• List of tasks
a) From the text on clinker cooler snowman formation, list every source of sulfur input that it names.
b) Write out the text on clinker cooler snowman formation from "Insufficient Cooling Air" to "design static pressure.", switching each "airflow" to "air supply".
c) Pick up the text on clinker cooler snowman formation after its last sentence and continue it.

• Source document
Insufficient Cooling Air in the First Grate Compartment
The first (inlet) compartment of the grate cooler is responsible for the rapid quench of clinker from ~1350°C to below 1100°C — the temperature range where the liquid phase solidifies. If the cooling airflow in this compartment is insufficient, clinker arrives at the cooler walls still partially molten. Even a brief contact with the refractory or steel wall at 1200°C is enough to begin a snowman nucleus. Insufficient first-compartment airflow is common after a grate hole develops (air bypasses the clinker bed) or after the clinker bed depth in the inlet section increases beyond the fan's design static pressure.
High Sulfur or Alkali Volatiles
Sulfates and alkali compounds condense in the cooler inlet zone and lower the melting point of clinker mineral phases. Plants with high sulfur input — from raw materials, coal, or alternative fuels with high sulfur content — can experience snowman formation even at moderate burning zone temperatures, because the sulfate-alkali eutectic lowers the stickiness threshold of the incoming clinker.

• Raw records
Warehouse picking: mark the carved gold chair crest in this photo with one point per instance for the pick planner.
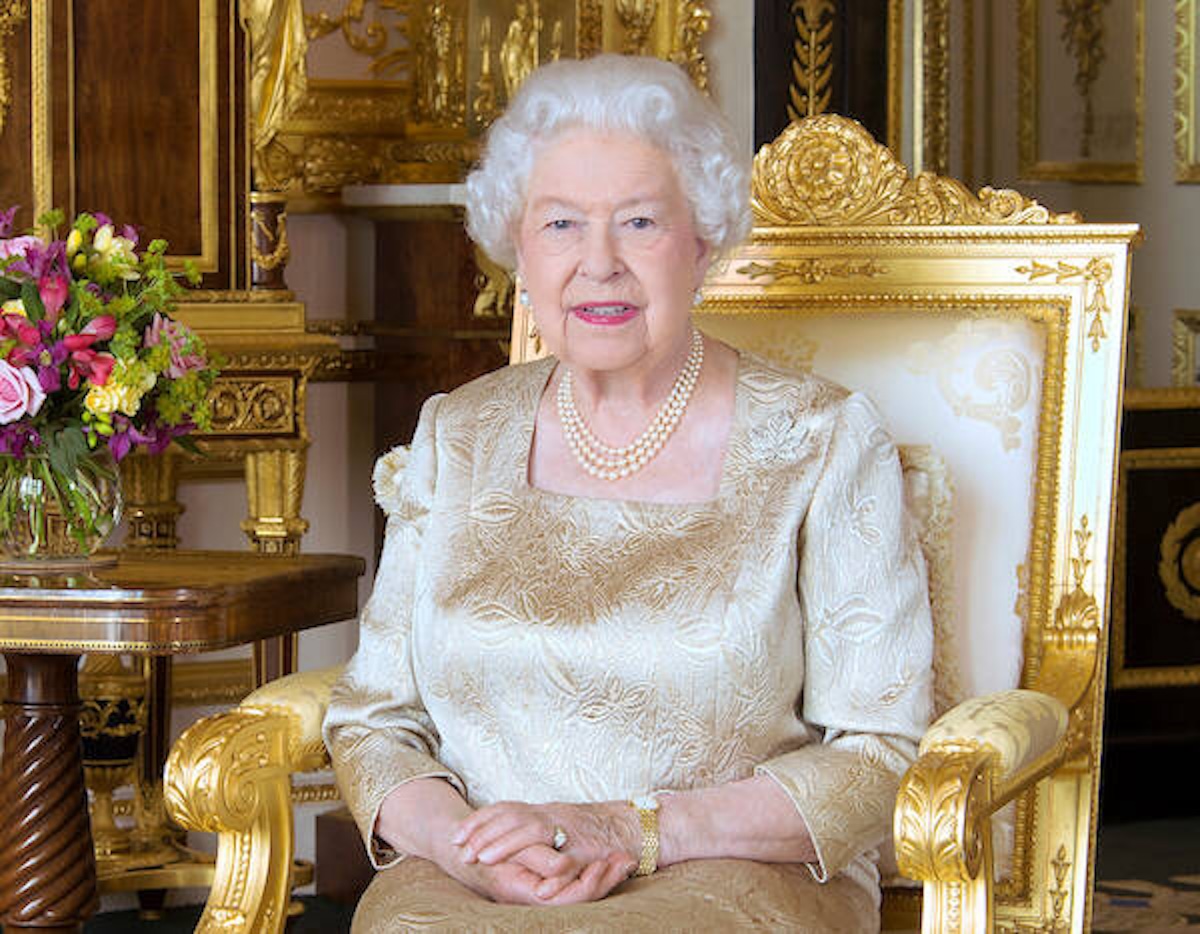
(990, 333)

--

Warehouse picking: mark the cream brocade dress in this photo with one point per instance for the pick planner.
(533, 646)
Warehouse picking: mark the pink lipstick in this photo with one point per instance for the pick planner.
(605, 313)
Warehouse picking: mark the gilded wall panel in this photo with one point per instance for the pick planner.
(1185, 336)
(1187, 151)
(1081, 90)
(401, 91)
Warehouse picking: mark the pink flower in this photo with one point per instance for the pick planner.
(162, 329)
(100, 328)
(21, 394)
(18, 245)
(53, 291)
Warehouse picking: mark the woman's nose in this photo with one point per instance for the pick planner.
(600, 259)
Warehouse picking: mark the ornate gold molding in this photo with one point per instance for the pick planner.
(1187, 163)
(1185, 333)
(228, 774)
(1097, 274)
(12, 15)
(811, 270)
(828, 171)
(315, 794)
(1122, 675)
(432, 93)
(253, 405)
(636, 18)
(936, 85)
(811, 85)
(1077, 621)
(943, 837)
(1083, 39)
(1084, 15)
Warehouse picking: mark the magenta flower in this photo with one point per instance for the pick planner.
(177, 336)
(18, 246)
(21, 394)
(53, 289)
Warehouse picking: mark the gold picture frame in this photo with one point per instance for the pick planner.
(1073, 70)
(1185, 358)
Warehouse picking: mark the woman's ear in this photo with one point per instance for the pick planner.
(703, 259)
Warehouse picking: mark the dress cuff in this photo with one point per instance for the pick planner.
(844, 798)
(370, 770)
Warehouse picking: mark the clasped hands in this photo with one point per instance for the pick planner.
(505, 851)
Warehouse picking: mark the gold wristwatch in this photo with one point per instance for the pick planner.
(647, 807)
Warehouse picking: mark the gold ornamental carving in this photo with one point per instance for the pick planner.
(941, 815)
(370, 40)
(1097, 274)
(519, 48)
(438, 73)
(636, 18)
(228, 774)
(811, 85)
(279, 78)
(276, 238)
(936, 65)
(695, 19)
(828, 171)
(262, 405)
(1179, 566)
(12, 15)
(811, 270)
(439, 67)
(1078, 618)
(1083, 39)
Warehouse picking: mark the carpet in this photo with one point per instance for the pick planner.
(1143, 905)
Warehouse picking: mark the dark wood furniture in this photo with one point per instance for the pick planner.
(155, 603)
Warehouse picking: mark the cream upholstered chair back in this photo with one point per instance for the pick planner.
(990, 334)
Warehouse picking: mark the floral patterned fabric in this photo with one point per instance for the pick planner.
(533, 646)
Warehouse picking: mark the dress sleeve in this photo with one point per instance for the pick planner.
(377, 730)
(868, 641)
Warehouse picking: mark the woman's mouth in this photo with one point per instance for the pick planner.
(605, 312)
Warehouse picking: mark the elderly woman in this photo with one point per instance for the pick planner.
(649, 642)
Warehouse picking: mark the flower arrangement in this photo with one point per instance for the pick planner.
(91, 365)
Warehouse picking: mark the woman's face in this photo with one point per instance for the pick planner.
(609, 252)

• Answers to the problems
a) raw materials, coal, alternative fuels with high sulfur content

b)
Insufficient Cooling Air in the First Grate Compartment
The first (inlet) compartment of the grate cooler is responsible for the rapid quench of clinker from ~1350°C to below 1100°C — the temperature range where the liquid phase solidifies. If the cooling air supply in this compartment is insufficient, clinker arrives at the cooler walls still partially molten. Even a brief contact with the refractory or steel wall at 1200°C is enough to begin a snowman nucleus. Insufficient first-compartment air supply is common after a grate hole develops (air bypasses the clinker bed) or after the clinker bed depth in the inlet section increases beyond the fan's design static pressure.

c)
Clinker Chemistry Shift — High LSF With High AM
A combination of high lime saturation factor and high alumina modulus produces clinker with a large melt fraction at a lower temperature. The melt is also more viscous and sticky. Raw meal blend changes that simultaneously push LSF and AM toward the upper end of the target range are a predictable snowman trigger, particularly in kilns that are already running near the upper limit of their burning capability.
Control Room Signals
Snowman does not produce a single alarm. Detection requires reading several signals together, tracking their direction over 30–60 minutes.
Secondary Air Temperature Dropping
The most reliable early indicator. As the snowman mass grows, it physically reduces the cross-sectional area through which hot air flows from the cooler to the kiln. The secondary air temperature at the kiln inlet (or measured at the kiln hood) falls — typically by 20–50°C initially, accelerating as the snowman grows. If SAT drops more than 30°C below the 4-hour average without any change in cooler airflow or clinker throughput, start a snowman investigation immediately.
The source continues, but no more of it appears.